• Aim of the exercise
How many lines in these records include the string "layout"? Reply with that number alone.

..............................

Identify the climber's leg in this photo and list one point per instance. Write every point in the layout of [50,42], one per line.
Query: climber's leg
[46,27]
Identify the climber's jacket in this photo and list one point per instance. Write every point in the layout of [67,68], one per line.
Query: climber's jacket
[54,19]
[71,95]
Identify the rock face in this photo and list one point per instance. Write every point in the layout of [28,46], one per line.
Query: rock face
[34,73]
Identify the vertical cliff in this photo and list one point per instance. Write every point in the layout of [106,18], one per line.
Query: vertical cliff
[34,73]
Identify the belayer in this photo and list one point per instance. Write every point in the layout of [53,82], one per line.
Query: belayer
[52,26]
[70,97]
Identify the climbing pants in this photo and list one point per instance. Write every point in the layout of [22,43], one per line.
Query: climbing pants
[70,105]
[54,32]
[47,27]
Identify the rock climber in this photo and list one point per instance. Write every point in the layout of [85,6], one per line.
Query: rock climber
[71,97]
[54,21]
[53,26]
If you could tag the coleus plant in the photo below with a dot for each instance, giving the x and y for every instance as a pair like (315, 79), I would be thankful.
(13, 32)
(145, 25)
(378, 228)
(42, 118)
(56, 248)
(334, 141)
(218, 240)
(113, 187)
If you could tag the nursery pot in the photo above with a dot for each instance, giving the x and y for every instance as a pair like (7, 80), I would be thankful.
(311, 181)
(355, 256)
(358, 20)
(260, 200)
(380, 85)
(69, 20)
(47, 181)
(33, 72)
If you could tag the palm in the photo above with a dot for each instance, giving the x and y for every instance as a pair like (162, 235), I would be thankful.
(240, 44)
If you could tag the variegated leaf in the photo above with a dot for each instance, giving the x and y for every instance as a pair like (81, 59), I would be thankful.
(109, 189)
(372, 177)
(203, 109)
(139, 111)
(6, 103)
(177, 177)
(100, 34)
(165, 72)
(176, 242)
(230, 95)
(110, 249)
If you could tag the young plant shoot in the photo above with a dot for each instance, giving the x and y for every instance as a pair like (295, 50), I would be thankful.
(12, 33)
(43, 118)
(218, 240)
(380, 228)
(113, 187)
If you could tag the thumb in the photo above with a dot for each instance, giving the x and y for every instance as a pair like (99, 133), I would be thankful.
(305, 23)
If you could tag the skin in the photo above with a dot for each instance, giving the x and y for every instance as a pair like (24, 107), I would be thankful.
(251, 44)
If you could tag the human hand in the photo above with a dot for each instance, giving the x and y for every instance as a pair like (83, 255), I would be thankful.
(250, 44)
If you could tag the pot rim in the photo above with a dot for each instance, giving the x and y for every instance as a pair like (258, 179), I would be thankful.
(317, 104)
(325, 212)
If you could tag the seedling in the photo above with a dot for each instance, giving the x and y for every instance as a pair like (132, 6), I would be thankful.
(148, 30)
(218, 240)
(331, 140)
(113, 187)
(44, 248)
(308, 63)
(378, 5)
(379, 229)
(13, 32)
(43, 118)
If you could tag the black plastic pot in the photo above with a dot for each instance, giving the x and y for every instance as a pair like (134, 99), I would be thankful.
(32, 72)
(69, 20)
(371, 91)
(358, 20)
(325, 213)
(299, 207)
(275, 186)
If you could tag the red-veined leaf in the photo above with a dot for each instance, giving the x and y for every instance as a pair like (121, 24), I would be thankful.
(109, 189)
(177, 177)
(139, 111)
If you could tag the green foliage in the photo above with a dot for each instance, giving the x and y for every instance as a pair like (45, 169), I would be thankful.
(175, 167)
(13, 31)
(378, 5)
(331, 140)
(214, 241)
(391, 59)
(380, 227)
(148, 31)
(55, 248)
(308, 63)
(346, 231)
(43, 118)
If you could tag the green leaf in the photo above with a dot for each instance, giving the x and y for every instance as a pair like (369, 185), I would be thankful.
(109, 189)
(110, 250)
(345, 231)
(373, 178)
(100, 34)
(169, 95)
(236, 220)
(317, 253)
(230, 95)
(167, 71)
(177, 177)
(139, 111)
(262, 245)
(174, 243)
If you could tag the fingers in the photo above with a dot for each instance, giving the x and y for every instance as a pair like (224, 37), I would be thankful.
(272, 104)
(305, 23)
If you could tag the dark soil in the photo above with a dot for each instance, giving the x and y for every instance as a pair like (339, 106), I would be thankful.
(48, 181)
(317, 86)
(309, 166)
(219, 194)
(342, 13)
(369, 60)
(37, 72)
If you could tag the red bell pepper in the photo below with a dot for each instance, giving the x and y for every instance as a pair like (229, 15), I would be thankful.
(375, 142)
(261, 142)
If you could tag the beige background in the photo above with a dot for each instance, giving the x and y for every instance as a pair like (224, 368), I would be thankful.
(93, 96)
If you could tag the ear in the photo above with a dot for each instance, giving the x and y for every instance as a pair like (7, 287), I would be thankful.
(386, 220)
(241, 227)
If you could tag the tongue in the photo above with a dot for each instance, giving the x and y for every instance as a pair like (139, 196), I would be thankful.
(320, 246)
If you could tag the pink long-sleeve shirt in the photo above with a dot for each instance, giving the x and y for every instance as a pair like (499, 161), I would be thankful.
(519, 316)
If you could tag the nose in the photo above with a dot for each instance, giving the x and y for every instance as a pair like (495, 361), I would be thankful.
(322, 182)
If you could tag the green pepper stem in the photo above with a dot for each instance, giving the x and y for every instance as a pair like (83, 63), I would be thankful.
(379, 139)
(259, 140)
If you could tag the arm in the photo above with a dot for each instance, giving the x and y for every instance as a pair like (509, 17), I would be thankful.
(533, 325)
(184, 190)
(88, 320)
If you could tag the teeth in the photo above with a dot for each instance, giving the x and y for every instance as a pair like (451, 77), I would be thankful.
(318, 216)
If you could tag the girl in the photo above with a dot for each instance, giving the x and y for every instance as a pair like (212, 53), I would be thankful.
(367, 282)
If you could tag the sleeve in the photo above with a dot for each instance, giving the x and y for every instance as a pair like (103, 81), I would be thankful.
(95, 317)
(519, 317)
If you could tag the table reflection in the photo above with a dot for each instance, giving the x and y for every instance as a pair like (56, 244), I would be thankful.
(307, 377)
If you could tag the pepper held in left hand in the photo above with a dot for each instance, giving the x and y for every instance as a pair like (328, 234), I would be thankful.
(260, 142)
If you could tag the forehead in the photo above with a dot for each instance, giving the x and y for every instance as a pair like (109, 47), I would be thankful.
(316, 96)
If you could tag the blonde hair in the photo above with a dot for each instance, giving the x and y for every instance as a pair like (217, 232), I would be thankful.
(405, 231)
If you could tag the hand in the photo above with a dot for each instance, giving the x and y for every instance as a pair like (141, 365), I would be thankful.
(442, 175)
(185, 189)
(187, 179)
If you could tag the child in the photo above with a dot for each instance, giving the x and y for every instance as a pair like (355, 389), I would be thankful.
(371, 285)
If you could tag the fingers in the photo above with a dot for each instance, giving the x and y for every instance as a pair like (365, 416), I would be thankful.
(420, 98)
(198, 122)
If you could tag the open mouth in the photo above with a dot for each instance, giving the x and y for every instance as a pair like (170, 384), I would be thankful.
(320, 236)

..............................

• Response box
7